─── PROVIDED RECORDS ───

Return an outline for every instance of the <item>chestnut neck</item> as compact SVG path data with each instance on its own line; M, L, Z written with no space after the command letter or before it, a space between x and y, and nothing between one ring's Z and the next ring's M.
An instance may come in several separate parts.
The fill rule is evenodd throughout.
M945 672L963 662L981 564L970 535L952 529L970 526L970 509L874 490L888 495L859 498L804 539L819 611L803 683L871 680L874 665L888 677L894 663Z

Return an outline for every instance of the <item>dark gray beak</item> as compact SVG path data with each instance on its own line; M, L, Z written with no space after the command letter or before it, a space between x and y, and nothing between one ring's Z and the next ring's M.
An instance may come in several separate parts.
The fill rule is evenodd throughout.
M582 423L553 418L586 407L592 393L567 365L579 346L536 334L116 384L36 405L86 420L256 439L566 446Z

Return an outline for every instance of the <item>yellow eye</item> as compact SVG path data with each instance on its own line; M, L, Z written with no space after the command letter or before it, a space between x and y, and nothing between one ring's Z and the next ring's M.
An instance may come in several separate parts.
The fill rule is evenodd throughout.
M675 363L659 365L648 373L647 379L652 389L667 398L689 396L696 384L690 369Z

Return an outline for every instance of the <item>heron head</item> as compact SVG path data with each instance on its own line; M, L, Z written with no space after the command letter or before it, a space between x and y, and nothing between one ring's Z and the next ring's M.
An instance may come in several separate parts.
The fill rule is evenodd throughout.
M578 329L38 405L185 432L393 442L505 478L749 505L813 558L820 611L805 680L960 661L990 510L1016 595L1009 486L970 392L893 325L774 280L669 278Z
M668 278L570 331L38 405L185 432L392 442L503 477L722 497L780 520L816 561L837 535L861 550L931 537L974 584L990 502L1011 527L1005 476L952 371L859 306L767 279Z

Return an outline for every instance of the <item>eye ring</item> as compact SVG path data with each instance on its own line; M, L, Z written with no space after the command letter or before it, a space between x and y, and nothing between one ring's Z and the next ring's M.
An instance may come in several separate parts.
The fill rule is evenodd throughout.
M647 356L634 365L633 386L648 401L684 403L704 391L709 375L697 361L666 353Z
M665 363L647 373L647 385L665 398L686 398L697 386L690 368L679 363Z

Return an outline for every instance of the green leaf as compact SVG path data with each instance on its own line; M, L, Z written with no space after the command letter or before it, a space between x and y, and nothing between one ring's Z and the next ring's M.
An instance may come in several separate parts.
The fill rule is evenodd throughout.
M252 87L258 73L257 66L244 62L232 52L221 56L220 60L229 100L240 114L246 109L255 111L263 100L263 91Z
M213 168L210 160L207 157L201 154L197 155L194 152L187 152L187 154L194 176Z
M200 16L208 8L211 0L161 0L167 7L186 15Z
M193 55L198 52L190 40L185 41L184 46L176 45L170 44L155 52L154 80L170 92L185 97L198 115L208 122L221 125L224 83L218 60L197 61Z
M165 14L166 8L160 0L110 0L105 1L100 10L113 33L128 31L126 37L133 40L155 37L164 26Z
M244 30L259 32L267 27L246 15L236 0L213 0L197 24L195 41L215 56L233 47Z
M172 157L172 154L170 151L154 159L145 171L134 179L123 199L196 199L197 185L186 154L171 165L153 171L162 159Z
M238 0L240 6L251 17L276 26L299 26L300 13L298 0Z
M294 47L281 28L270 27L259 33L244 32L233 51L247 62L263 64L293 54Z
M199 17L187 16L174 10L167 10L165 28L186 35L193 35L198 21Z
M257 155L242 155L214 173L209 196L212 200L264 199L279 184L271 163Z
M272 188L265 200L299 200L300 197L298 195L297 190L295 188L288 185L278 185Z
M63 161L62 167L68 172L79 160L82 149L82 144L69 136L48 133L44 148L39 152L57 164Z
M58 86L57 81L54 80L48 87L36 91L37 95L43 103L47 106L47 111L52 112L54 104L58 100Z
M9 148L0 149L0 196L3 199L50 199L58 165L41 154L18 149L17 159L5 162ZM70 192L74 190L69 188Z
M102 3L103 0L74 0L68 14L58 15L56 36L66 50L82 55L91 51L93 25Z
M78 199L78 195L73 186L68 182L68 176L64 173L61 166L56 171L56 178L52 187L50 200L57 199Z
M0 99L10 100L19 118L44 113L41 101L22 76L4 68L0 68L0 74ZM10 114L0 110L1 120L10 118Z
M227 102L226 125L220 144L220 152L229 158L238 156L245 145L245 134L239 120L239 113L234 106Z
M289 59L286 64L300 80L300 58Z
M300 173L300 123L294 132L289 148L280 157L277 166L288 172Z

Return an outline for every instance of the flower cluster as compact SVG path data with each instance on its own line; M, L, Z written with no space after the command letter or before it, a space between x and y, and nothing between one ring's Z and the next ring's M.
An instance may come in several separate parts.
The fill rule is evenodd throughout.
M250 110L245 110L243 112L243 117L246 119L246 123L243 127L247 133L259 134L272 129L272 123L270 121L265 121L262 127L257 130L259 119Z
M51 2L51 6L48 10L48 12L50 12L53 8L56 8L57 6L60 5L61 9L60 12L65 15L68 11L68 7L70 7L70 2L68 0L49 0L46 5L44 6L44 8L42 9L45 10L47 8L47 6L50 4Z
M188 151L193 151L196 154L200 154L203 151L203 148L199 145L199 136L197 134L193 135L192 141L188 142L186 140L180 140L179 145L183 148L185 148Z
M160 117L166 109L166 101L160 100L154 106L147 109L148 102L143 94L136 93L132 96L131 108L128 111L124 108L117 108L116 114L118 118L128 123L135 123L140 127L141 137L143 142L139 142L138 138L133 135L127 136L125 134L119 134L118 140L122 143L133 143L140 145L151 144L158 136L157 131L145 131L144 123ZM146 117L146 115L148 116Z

───

■ **TASK STATEMENT**: Your job is to write out the data exactly as it stands.

■ **RESULT FOR THIS TASK**:
Return an outline for every instance of the <item>chestnut neck</item> as compact SVG path data with each instance on its own line; M, L, Z written with no space after the command letter or before it, a space between x and y, and nothing between one ring's Z and the next ring's M.
An instance may come in several separate parts.
The fill rule is evenodd throughout.
M945 672L963 662L981 564L970 535L952 529L970 526L970 509L874 490L888 495L859 498L804 539L819 611L803 683L871 680L874 665L888 677L894 663Z

Return an outline for every instance of the <item>dark gray beak</item> as compact SVG path data with each instance on its own line; M, L, Z written with no space after the command letter or before it, a space between x and y, and nothing between one ring's Z and the next ring's M.
An instance may come in several separate parts.
The fill rule is evenodd throughout.
M582 423L553 418L586 407L592 393L567 365L579 346L536 334L116 384L36 405L86 420L256 439L566 446Z

Return an outline for every instance of the <item>yellow eye</item> as compact SVG path data with each instance on its own line; M, L, Z written with no space after the command letter or before it, a space between x and y, and nothing between one ring's Z and the next ring's M.
An instance may come in several separate parts.
The fill rule is evenodd throughout.
M675 363L659 365L648 373L647 379L652 389L667 398L689 396L696 384L690 369Z

Return an outline for every instance of the <item>heron head</item> as compact SVG path data with each instance on its own line; M, L, Z written with no space after the command letter or before it, a space between x and y, and nothing between one ring's Z and the next ring's M.
An instance may come in several separate parts.
The fill rule is evenodd throughout.
M578 329L38 405L185 432L393 442L505 478L749 505L813 558L820 611L805 680L960 661L990 510L1016 595L1009 486L970 392L893 325L774 280L669 278Z
M668 278L570 331L38 405L185 432L392 442L503 477L722 497L780 520L816 561L837 535L861 550L931 537L974 584L990 502L1011 527L1005 476L952 371L859 306L767 279Z

Return an outline for every instance of the <item>eye ring</item> as compact SVG path data with each instance on its own line; M, L, Z written with no space after the command letter or before it, a space between x and y, and nothing between one ring's Z and the next ring's M.
An instance may come in several separate parts.
The fill rule is evenodd throughout.
M647 356L634 365L633 386L648 401L684 403L704 391L709 375L697 361L666 353Z
M665 363L647 373L647 385L665 398L686 398L697 386L690 368L679 363Z

Return an outline for every instance of the green leaf as compact SVG path data with each instance on its own line; M, L, Z written with no space after the command letter or before it, a space between x and y, and nothing between one ring's Z and the next ring's M.
An instance may come in several separate parts.
The fill rule is evenodd throughout.
M252 87L258 73L257 66L244 62L232 52L221 56L220 60L229 100L240 114L246 109L255 111L263 100L263 91Z
M213 168L210 160L207 157L201 154L197 155L194 152L187 152L187 154L194 176Z
M200 16L208 8L211 0L161 0L167 7L186 15Z
M193 55L198 52L190 40L185 41L184 46L176 45L170 44L155 52L154 80L170 92L185 97L198 115L208 122L221 125L224 83L218 60L197 61Z
M165 14L166 8L160 0L110 0L105 1L100 10L113 33L128 31L126 37L133 40L155 37L164 26Z
M244 30L259 32L267 27L246 15L236 0L213 0L197 24L195 41L215 56L233 47Z
M172 157L172 154L170 151L154 159L145 171L134 179L123 199L196 199L197 185L186 154L171 165L153 171L162 159Z
M238 0L240 6L251 17L276 26L299 26L300 13L298 0Z
M294 47L281 28L270 27L259 33L244 32L233 51L247 62L263 64L293 54Z
M199 17L187 16L174 10L167 10L165 28L186 35L193 35L198 21Z
M257 155L242 155L214 173L209 196L212 200L264 199L279 184L271 163Z
M272 188L265 200L299 200L300 197L298 195L297 190L295 188L288 185L278 185Z
M63 161L62 167L68 172L79 160L82 149L82 144L69 136L48 133L44 148L39 152L57 164Z
M58 86L57 81L54 80L48 87L36 91L37 95L43 103L47 106L47 111L52 112L54 104L58 100Z
M9 148L0 149L0 196L3 199L50 199L58 165L41 154L18 149L17 159L5 162ZM70 192L74 190L69 188Z
M102 3L103 0L74 0L68 14L58 15L56 36L66 50L82 55L91 51L93 25Z
M78 199L78 195L73 186L68 182L68 176L64 173L61 166L56 171L56 178L52 187L50 200L57 199Z
M0 99L10 100L19 118L44 113L41 101L22 76L4 68L0 68L0 74ZM10 114L0 110L1 120L10 118Z
M227 102L226 125L220 144L220 152L229 158L238 156L245 145L245 134L239 120L239 113L234 106Z
M289 59L286 64L300 80L300 58Z
M300 173L300 123L294 132L289 148L280 157L277 166L288 172Z

Return an outline for every instance of the flower cluster as compact SVG path data with each instance on its own line; M, L, Z written with no space after the command letter or before it, a space between x and y, and nothing between one ring's Z and the next ring's M.
An instance may come in several separate parts.
The fill rule is evenodd throughout.
M250 110L245 110L243 112L243 117L246 119L246 123L243 127L247 133L259 134L272 129L272 123L270 121L265 121L262 127L257 130L259 119Z
M51 2L51 6L48 10L48 12L50 12L53 8L56 8L57 6L60 5L61 9L60 12L65 15L68 11L68 7L70 7L70 2L68 0L49 0L46 5L44 6L44 8L42 9L45 10L47 8L47 6L50 4Z
M188 151L193 151L196 154L200 154L203 151L203 148L199 145L199 136L197 134L193 135L192 141L188 142L186 140L180 140L179 145L183 148L185 148Z
M160 117L166 109L166 101L160 100L154 106L147 109L148 102L143 94L136 93L132 96L131 108L128 111L124 108L117 108L116 114L118 118L128 123L135 123L140 127L141 137L143 142L139 142L138 138L133 135L127 136L125 134L119 134L118 140L122 143L133 143L140 145L151 144L158 136L157 131L145 131L144 123ZM146 117L146 115L148 116Z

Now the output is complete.